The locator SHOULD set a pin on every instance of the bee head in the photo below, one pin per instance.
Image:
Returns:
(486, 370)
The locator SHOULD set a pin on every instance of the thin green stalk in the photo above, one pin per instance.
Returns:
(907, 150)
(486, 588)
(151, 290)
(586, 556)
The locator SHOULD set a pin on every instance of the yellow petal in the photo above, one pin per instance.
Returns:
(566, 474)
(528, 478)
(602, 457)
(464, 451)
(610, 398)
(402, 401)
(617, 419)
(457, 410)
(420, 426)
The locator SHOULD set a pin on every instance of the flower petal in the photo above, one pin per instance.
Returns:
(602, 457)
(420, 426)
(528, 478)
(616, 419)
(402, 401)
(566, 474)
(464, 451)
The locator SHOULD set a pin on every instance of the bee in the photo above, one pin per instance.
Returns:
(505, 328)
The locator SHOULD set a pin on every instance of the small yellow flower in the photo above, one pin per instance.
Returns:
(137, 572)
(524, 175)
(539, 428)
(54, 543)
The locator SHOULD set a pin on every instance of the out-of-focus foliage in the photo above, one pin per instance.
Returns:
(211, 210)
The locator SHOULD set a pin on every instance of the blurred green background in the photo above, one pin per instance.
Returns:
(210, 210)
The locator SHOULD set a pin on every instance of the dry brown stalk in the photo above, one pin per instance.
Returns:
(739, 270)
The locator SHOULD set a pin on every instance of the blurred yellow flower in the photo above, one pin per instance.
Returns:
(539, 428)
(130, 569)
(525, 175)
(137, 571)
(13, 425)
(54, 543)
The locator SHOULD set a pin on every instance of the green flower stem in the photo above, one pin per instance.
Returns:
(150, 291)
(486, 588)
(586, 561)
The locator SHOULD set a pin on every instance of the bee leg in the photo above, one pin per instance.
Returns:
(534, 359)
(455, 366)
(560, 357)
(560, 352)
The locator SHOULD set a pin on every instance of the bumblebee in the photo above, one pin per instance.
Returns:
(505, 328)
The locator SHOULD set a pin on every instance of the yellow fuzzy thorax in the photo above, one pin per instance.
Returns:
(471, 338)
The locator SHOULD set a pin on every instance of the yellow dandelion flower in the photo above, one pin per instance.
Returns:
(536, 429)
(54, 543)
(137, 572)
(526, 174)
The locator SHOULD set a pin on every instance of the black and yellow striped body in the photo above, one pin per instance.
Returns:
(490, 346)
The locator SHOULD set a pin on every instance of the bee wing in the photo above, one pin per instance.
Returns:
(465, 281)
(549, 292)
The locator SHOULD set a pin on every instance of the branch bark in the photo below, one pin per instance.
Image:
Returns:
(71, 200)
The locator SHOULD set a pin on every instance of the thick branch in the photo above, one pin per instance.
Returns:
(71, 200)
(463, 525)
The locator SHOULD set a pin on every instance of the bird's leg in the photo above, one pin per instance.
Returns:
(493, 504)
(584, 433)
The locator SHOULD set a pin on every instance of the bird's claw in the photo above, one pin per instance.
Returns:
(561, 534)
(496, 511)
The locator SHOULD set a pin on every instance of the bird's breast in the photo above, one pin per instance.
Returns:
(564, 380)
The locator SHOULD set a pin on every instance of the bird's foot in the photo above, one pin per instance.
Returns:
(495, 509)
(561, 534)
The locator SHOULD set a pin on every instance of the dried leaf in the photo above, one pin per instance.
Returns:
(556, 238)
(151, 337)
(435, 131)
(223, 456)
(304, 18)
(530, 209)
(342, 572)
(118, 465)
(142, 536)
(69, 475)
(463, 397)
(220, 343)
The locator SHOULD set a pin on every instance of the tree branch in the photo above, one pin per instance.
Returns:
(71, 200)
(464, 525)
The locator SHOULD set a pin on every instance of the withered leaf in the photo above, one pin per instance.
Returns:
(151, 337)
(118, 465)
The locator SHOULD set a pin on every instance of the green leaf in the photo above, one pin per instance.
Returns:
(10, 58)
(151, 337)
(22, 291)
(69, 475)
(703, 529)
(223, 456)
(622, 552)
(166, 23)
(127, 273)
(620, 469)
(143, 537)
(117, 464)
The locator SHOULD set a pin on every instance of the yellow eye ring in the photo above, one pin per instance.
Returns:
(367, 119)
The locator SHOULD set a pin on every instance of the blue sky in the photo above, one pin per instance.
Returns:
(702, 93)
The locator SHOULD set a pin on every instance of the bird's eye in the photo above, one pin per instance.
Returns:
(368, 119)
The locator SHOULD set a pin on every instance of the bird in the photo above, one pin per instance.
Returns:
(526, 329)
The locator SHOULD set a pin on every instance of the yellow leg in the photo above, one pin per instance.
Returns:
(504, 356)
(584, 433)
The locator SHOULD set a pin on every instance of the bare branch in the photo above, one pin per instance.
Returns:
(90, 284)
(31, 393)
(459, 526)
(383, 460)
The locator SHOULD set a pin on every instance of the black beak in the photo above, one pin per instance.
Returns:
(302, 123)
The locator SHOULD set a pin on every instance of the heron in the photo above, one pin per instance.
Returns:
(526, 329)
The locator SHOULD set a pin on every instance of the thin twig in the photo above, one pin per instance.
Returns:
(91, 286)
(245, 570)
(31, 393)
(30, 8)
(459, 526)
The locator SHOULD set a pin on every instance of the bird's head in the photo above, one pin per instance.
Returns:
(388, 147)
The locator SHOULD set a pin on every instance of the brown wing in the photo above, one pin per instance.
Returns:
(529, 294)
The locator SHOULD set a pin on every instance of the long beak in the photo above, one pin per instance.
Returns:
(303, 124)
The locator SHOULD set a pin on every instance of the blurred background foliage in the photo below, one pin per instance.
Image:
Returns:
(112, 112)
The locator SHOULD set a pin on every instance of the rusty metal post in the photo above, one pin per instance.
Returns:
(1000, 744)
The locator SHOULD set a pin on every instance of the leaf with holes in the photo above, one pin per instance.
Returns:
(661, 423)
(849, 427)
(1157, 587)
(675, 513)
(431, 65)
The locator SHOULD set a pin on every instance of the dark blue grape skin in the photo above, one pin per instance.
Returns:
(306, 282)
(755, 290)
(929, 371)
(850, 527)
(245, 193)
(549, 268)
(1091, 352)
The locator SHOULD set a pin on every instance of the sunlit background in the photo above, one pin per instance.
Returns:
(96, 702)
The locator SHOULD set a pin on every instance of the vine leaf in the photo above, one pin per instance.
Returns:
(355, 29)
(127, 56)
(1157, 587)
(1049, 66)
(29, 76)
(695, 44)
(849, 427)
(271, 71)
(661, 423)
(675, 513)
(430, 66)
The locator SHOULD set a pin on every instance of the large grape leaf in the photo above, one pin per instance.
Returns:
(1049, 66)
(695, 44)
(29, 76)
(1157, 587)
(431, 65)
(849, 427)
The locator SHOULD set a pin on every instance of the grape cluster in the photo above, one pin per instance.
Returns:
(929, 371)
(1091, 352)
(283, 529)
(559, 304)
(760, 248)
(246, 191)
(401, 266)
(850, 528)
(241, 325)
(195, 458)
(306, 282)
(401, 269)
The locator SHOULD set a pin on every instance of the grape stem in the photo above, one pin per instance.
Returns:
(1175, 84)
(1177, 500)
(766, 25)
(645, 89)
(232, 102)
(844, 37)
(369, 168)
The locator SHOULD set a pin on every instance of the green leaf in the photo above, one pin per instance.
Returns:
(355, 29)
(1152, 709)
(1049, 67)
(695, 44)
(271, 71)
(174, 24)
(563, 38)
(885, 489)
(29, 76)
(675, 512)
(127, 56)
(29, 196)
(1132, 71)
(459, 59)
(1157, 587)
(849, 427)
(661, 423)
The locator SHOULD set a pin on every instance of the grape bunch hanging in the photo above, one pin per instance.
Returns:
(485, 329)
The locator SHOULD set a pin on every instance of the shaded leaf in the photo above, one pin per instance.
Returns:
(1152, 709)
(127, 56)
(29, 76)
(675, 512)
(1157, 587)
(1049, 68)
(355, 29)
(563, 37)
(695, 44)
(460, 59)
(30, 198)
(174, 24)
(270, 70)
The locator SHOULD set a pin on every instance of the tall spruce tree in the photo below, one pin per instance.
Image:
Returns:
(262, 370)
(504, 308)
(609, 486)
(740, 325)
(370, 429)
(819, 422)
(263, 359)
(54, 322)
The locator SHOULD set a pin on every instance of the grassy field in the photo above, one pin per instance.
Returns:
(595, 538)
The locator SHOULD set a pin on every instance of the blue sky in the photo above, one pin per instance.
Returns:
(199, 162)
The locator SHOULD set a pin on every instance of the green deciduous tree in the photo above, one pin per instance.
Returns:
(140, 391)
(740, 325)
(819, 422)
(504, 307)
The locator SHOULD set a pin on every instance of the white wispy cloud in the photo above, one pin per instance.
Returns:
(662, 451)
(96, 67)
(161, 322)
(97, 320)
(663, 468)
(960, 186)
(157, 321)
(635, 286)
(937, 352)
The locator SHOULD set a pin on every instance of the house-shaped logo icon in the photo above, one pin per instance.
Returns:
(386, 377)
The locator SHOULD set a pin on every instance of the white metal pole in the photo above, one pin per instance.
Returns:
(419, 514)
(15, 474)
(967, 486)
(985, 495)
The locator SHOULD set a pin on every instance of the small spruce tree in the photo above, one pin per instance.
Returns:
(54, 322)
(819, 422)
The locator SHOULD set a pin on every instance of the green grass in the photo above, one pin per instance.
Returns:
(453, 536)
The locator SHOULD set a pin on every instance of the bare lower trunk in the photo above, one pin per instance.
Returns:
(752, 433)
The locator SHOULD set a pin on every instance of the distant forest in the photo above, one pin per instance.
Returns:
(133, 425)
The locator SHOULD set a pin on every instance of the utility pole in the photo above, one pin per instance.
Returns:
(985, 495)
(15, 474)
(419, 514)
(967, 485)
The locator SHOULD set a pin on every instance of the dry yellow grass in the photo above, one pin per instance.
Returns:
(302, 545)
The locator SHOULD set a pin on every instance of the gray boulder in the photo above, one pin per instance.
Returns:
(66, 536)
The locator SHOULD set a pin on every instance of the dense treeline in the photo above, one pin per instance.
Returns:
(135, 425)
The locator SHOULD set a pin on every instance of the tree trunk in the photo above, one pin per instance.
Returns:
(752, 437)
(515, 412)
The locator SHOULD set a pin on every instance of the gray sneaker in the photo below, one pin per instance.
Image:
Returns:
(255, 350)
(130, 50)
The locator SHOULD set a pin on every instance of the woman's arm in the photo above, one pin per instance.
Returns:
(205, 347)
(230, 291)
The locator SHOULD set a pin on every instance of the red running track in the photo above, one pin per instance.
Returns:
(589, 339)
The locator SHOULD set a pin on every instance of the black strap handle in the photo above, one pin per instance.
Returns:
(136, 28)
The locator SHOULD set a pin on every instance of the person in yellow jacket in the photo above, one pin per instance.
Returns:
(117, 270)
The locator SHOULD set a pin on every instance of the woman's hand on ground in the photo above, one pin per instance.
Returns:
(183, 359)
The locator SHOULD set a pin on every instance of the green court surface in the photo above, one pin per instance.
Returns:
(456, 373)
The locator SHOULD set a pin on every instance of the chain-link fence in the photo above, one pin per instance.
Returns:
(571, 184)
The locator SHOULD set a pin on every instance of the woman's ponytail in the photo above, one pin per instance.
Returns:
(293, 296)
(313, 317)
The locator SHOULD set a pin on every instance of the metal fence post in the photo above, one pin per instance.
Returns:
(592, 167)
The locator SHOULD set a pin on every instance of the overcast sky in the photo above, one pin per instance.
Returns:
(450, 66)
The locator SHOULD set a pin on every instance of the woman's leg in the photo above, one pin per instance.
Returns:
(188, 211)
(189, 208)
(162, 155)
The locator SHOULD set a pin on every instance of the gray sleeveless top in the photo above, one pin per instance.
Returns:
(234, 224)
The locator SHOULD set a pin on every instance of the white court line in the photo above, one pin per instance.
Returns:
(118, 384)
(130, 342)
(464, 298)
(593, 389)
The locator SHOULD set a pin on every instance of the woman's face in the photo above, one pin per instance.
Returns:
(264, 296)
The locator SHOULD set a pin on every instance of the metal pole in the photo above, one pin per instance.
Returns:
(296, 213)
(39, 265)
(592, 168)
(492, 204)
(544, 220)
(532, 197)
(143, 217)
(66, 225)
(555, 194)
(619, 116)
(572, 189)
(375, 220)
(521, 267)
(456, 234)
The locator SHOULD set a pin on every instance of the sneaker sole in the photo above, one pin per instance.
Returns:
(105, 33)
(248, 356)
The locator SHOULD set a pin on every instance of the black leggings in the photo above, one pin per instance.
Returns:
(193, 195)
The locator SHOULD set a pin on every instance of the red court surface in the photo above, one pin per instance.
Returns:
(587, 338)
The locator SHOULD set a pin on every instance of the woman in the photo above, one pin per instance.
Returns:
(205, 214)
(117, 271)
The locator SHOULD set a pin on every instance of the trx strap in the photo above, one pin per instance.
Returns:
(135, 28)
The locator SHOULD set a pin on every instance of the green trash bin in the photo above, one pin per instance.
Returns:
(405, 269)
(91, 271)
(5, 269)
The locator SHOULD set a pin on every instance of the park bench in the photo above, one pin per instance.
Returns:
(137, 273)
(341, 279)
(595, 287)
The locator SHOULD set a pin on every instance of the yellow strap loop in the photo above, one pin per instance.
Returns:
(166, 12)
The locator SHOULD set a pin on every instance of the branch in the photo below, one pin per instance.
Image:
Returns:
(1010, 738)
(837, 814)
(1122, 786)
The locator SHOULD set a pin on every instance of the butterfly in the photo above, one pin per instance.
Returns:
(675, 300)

────

*What you need to do*
Extract every line from the one containing "of the park" to the end of the entries, including both of those lines, exactly as given and with nothing added.

*Finished exercise*
The locator SHOULD set a pin on every instance of the park bench in the photo above, one pin per instance.
Returns:
(137, 273)
(341, 279)
(595, 287)
The locator SHOULD set a pin on every instance of the yellow strap loop in the photo above, one pin per instance.
Returns:
(166, 12)
The locator SHOULD set a pin on every instance of the branch in the photo below, one pin per instance.
Image:
Returns:
(1010, 738)
(837, 814)
(1122, 786)
The locator SHOULD set a pin on every instance of the butterfly in the photo above, one pin per instance.
Returns:
(675, 300)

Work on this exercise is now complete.